WRITTEN EXERCISE =>
Quote the earthenware tariff testimony below word for word, starting at "I would like to have you" and ending at "call that ware?".

Now, if you consider the position I am in to-day with this particular line of manufacture, you will understand it is a very close proposition, and my business depends pretty much on " fill-ins” and “short ends." Where a buyer can anticipate his wants by six months I am not in with the price by 30 per cent. During the past year, when the times were pretty close and where the domestic buyer did not anticipate his wants very far ahead, my business was pretty good; but if he could have anticipated his wants, my business would probably not have been so good.
I would like to have you consider me in this position, that I would like to have a place in the schedule where I would not be thrown into such a position that I would be confused with any other line of manufacture, and that I might be given a position that would classify me and specify my particular line in such a way that I would be distinctly classified, and where it would not be hard to identify me.
Mr. Griggs. What do you call that ware?
The CHAIRMAN. Would " Guernsey " cover that?
Mr. Casey. Yes, sir. There are lines being imported, such as Sarreguemine, Luxemburg, and others. Some other foreign factories and houses, as I understand, are manufacturing and importing similar lines.
The CHAIRMAN. You think that would be entirely safe to describe the article, so that they could not bring it in here by some German name?
Mr. Casey. I don't know. It might be brought in in that way. I know it has been imported as common brown earthenware, at 25 per cent duty.
Mr. DalZELL. You get 55 per cent now?
The CHAIRMAN. How long have you been getting 55 per cent duty ? Mr. Casey. Possibly two years. I can not remember exactly.
Mr. Griggs. You mean to say that you use the term Guernsey," and that covers all imitations that might compete with that?
Mr. Casey. I think it would be better to place the lines that compete with mine in that paragraph.
Mr. Griggs. Will you file a statement?
Mr. Casey. I will file a statement, yes, sir; if I can have that pleasure.
Mr. COCKRAN. I did not quite understand what you meant by saying you could not anticipate.
Mr. CASEY. In case the buyer should anticipate his wants for six months, in that way he could place his order abroad for his quantities that can be brought in, say, six months or four months later on. That is anticipating your wants.
Mr. COCKRAN. Did you develop that manufacture yourself?
Mr. CASEY. Yes, sir. I am the only one in this country who manufactures it successfully.
Mr. COCKRAN. Is it made in Germany?
Mr. COCKRAN. And all you want is a distinction in the paragraph such a distinction as will insure to you the existing rates of duty ?
Mr. CASEY. Yes, sir.
Mr. CASEY. I should imagine about $120,000 of it is used in this country, of which we are now supplying about $45,000 worth.

DATA LINES =>

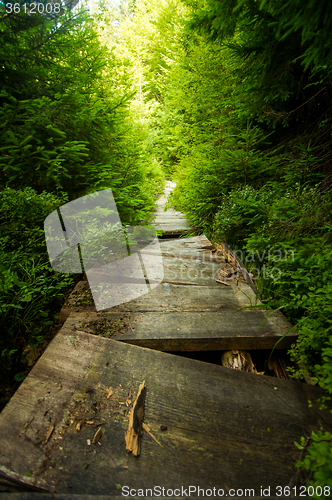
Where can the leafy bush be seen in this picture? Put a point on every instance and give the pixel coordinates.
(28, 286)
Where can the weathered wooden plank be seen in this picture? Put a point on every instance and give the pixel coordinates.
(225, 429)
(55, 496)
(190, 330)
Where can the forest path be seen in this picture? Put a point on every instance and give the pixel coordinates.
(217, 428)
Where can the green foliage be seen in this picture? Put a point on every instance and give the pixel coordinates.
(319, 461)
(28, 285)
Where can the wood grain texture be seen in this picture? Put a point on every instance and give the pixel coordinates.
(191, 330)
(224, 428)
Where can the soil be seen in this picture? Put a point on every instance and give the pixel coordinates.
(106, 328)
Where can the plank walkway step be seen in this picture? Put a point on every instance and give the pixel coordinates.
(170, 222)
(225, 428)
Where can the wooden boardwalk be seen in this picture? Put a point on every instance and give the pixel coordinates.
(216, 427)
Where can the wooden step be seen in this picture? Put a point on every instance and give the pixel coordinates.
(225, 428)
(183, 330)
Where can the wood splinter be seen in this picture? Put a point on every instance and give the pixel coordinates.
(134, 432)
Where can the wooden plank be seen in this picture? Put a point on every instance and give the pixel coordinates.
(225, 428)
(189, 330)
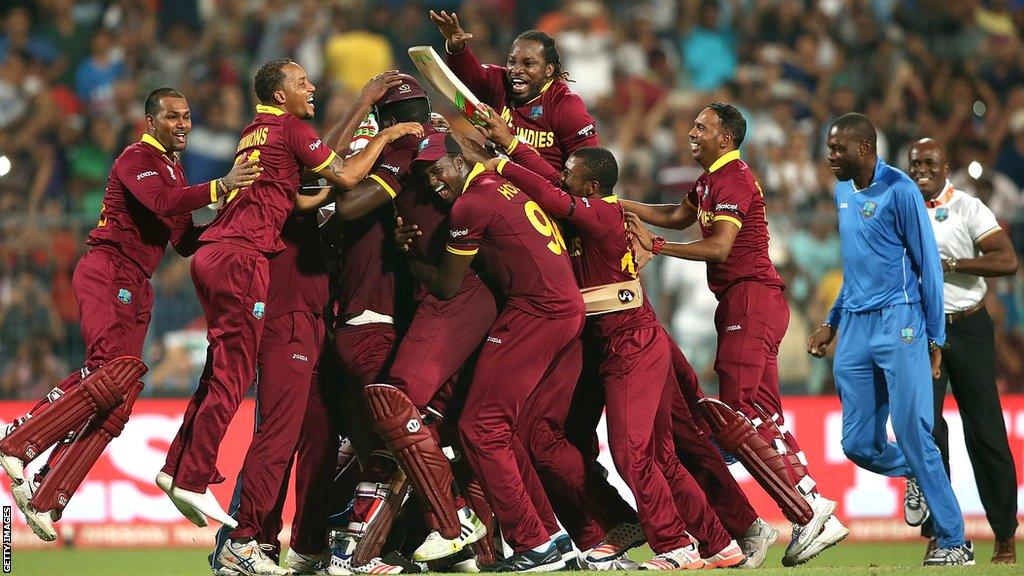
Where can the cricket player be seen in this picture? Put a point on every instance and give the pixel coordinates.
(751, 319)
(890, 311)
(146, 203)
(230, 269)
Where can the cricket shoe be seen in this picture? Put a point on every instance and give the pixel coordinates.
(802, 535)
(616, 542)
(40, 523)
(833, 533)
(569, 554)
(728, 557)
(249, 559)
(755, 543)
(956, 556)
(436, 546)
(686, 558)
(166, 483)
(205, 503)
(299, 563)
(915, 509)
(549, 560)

RESULT FOR THIS TASK =>
I would like to have you consider me in this position, that I would like to have a place in the schedule where I would not be thrown into such a position that I would be confused with any other line of manufacture, and that I might be given a position that would classify me and specify my particular line in such a way that I would be distinctly classified, and where it would not be hard to identify me.
Mr. Griggs. What do you call that ware?